**Problem**
Set down exactly the lines in the records below that run from the line with "203L138 221L107 217L91" to the line with "positive clicks: (169, 219) (159, 233)", inclusive, and nothing more.

**Records supplied**

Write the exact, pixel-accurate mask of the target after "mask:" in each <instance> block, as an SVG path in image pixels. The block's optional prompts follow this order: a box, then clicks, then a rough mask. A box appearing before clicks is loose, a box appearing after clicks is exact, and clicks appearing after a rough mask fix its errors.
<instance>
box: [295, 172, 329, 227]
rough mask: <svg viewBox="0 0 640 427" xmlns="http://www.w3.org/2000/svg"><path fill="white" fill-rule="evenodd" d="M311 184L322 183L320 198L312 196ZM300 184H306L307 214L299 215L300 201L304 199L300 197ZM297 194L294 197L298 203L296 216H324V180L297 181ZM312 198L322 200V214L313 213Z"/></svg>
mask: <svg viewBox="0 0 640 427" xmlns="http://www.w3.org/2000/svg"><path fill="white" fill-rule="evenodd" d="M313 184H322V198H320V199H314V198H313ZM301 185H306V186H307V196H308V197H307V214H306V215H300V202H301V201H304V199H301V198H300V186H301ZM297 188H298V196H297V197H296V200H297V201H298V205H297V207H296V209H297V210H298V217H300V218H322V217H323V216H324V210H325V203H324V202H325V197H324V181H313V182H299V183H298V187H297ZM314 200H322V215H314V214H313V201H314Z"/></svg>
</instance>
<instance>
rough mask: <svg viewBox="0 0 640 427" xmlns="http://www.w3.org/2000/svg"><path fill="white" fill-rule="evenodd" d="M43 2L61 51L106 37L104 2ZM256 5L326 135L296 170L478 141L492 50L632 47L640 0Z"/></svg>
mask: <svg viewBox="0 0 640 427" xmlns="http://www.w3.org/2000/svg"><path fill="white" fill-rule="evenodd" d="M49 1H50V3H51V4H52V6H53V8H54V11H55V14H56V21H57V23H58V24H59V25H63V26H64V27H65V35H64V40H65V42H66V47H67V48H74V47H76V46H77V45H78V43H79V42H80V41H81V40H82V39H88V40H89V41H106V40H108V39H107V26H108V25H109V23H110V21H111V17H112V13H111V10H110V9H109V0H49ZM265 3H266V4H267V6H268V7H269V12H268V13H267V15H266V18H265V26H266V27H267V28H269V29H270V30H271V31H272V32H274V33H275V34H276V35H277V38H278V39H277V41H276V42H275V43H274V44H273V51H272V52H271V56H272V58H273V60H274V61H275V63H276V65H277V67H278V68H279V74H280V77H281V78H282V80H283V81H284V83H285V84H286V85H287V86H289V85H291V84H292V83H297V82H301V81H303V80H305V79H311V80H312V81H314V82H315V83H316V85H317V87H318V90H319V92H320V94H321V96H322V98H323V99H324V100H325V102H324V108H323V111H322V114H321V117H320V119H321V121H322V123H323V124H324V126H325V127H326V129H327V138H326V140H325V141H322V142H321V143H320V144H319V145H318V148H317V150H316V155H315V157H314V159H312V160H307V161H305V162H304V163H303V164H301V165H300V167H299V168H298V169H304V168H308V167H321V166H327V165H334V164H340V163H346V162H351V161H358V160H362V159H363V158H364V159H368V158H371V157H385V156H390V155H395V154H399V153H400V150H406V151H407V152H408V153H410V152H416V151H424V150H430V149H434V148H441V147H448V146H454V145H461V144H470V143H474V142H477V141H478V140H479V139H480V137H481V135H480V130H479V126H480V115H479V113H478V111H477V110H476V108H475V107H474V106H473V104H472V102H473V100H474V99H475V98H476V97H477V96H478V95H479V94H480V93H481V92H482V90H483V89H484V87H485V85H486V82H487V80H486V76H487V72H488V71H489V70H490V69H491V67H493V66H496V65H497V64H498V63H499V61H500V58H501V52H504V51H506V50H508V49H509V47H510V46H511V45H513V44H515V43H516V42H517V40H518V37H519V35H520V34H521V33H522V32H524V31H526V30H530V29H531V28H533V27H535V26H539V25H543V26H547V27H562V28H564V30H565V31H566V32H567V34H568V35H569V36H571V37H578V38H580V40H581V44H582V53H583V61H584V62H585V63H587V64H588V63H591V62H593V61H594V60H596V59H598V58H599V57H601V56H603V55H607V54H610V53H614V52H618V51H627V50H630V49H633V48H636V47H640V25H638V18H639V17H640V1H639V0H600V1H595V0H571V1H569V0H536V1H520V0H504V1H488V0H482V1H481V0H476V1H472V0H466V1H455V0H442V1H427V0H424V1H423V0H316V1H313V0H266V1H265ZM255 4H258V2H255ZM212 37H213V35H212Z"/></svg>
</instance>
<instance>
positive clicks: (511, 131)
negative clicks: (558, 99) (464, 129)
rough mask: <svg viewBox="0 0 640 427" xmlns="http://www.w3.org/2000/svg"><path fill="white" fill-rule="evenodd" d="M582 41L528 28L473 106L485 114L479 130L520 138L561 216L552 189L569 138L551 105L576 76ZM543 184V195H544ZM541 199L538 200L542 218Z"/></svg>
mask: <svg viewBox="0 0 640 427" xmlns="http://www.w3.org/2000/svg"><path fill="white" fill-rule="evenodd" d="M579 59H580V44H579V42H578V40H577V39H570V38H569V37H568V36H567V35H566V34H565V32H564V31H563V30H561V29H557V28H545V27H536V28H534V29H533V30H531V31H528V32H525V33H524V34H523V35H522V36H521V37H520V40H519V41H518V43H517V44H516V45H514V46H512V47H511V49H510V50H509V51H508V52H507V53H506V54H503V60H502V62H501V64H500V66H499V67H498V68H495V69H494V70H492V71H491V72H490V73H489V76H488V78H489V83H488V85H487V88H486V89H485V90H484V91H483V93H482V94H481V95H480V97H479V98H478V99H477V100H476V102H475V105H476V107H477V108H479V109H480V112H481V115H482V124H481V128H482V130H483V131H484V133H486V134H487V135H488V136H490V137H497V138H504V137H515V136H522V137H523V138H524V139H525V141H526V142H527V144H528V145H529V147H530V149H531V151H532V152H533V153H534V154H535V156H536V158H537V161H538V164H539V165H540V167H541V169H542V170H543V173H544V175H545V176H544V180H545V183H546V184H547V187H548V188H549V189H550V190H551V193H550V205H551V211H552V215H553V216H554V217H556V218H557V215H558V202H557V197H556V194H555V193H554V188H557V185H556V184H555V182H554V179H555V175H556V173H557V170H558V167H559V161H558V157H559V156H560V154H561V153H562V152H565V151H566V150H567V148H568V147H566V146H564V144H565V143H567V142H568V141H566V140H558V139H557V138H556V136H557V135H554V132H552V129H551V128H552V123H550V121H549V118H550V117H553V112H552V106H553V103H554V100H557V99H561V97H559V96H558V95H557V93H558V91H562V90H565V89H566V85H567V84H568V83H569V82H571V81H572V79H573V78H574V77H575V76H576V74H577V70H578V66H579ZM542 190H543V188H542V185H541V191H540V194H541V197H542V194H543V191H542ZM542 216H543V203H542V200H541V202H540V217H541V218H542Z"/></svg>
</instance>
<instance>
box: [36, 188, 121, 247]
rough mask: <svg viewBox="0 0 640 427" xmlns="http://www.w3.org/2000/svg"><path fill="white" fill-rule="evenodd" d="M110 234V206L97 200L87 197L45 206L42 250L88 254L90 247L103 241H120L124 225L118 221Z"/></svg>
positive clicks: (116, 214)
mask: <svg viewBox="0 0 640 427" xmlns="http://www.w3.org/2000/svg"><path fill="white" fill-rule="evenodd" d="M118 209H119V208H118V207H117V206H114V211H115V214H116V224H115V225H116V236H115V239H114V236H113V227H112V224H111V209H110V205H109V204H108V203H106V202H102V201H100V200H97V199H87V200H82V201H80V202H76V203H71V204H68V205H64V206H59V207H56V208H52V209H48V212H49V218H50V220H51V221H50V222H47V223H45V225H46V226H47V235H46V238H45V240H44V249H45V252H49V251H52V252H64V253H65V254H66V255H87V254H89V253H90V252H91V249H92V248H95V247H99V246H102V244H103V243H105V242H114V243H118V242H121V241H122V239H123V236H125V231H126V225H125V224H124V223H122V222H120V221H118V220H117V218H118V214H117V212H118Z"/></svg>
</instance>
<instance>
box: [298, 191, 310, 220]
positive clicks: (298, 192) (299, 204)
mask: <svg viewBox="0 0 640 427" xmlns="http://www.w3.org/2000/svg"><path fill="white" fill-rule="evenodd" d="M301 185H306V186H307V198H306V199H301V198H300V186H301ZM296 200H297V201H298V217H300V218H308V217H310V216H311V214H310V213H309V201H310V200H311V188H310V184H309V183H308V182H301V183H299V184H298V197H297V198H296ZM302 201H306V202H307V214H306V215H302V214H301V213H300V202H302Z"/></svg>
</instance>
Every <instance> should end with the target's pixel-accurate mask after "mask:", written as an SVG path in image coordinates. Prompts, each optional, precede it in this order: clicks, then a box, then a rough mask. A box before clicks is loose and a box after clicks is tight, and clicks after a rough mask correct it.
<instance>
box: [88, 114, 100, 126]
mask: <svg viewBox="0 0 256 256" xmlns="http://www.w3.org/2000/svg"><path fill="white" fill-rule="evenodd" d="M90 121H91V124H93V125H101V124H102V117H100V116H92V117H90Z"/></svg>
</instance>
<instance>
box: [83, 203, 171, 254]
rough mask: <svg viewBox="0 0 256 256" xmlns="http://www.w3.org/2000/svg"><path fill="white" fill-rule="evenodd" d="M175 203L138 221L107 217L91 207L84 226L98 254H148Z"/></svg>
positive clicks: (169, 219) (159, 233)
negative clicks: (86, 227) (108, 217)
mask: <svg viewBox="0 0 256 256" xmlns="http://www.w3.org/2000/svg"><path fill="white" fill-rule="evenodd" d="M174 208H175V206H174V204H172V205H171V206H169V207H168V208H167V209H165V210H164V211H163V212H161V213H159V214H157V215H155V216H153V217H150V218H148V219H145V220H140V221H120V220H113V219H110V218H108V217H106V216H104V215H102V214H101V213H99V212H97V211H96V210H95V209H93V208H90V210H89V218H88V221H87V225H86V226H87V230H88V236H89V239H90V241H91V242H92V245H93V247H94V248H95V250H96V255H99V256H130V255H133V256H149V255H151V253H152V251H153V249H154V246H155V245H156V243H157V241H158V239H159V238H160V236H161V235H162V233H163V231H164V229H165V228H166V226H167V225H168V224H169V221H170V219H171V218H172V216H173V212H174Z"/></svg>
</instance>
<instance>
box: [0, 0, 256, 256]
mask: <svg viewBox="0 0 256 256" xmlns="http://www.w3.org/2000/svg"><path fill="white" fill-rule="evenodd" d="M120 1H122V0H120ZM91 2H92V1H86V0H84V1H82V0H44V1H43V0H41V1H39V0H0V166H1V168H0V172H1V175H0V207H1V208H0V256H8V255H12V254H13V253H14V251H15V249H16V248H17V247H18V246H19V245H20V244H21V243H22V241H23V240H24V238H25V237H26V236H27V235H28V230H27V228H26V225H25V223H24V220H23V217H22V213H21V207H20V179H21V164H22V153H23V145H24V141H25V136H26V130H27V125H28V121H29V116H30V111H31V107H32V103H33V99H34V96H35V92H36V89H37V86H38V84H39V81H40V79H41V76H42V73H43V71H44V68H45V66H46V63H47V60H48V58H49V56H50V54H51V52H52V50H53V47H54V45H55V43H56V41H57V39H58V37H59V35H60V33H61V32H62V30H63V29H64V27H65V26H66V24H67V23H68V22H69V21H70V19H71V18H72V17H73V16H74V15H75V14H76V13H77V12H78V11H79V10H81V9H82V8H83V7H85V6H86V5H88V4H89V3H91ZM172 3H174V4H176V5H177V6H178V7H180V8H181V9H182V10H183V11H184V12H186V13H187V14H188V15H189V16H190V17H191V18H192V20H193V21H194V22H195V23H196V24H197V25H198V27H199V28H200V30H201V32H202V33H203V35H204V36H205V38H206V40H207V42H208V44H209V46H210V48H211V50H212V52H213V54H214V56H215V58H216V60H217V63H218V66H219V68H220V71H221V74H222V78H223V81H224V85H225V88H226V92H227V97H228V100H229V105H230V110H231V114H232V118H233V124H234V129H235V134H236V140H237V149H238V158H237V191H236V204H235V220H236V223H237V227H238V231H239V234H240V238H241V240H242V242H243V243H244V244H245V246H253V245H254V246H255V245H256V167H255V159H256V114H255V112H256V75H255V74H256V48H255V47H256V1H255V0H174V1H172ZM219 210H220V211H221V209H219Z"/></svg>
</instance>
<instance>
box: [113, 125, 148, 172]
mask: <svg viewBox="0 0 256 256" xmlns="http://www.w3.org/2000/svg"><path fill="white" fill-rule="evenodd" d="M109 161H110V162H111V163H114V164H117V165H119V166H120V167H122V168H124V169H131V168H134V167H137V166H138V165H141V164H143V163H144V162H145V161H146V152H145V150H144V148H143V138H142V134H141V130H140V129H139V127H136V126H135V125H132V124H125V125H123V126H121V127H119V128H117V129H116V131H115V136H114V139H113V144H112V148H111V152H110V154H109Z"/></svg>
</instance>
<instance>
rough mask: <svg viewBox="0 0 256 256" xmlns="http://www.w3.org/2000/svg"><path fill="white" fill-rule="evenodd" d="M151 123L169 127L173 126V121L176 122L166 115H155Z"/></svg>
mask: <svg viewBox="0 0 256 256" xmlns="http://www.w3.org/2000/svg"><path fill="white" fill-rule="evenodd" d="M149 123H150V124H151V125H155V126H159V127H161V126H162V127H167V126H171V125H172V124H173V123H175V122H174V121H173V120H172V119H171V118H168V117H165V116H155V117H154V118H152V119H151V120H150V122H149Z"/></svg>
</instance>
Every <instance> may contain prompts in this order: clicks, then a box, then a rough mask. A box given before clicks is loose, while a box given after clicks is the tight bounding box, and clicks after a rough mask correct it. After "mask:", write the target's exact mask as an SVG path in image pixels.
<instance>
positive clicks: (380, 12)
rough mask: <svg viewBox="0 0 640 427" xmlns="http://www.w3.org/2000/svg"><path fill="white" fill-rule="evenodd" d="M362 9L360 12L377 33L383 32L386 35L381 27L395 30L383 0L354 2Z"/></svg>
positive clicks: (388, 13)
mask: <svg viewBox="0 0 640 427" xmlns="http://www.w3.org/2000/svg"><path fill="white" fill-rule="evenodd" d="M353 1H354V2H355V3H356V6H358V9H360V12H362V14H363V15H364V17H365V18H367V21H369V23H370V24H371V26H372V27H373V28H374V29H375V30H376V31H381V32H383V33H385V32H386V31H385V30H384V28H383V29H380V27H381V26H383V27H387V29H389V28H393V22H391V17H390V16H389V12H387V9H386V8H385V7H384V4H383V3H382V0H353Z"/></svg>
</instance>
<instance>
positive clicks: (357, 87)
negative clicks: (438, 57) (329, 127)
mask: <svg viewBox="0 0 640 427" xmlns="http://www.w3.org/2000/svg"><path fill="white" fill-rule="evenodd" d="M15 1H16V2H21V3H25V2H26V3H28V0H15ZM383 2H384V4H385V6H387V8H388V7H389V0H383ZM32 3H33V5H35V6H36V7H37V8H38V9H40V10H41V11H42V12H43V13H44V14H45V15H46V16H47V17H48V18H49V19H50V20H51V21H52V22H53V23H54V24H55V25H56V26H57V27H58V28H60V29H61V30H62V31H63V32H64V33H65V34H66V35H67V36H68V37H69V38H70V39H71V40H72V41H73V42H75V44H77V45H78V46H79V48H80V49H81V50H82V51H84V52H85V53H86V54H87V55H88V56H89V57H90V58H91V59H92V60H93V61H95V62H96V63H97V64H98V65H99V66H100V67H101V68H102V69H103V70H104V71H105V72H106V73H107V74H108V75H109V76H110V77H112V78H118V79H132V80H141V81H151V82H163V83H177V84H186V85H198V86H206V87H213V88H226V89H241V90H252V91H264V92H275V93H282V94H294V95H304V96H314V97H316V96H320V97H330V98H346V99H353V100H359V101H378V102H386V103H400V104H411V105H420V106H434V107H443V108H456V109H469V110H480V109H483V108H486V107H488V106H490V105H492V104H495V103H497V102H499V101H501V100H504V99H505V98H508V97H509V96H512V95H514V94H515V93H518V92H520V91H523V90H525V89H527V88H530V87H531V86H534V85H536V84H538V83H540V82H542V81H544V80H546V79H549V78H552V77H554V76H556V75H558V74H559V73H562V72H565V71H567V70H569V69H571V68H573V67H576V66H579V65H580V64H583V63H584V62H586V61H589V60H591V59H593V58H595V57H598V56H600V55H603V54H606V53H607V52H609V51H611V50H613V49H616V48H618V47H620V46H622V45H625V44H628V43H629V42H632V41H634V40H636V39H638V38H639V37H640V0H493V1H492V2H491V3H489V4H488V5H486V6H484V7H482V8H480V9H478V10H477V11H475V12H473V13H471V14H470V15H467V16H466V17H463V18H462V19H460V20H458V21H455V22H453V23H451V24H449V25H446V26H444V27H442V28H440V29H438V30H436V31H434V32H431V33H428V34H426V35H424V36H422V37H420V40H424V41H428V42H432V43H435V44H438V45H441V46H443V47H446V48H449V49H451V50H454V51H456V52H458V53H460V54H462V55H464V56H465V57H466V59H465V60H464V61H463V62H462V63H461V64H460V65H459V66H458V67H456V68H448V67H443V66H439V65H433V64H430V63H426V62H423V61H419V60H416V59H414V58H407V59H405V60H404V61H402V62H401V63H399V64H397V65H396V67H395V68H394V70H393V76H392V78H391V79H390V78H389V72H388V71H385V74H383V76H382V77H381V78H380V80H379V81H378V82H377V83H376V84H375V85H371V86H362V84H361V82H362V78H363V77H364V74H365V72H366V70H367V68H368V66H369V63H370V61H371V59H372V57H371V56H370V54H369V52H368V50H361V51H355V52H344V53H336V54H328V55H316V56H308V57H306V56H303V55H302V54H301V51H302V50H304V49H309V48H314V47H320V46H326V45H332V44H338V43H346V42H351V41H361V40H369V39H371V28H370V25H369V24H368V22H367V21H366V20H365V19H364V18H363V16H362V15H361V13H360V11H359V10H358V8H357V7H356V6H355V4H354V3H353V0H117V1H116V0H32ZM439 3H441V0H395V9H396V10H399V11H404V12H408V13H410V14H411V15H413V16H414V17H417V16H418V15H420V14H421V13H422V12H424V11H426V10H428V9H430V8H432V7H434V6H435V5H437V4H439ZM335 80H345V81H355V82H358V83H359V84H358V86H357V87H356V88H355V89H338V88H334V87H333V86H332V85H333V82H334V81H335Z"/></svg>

**Solution for this task**
rough mask: <svg viewBox="0 0 256 256" xmlns="http://www.w3.org/2000/svg"><path fill="white" fill-rule="evenodd" d="M175 203L138 221L107 217L91 207L84 226L98 254H148Z"/></svg>
positive clicks: (169, 219) (159, 233)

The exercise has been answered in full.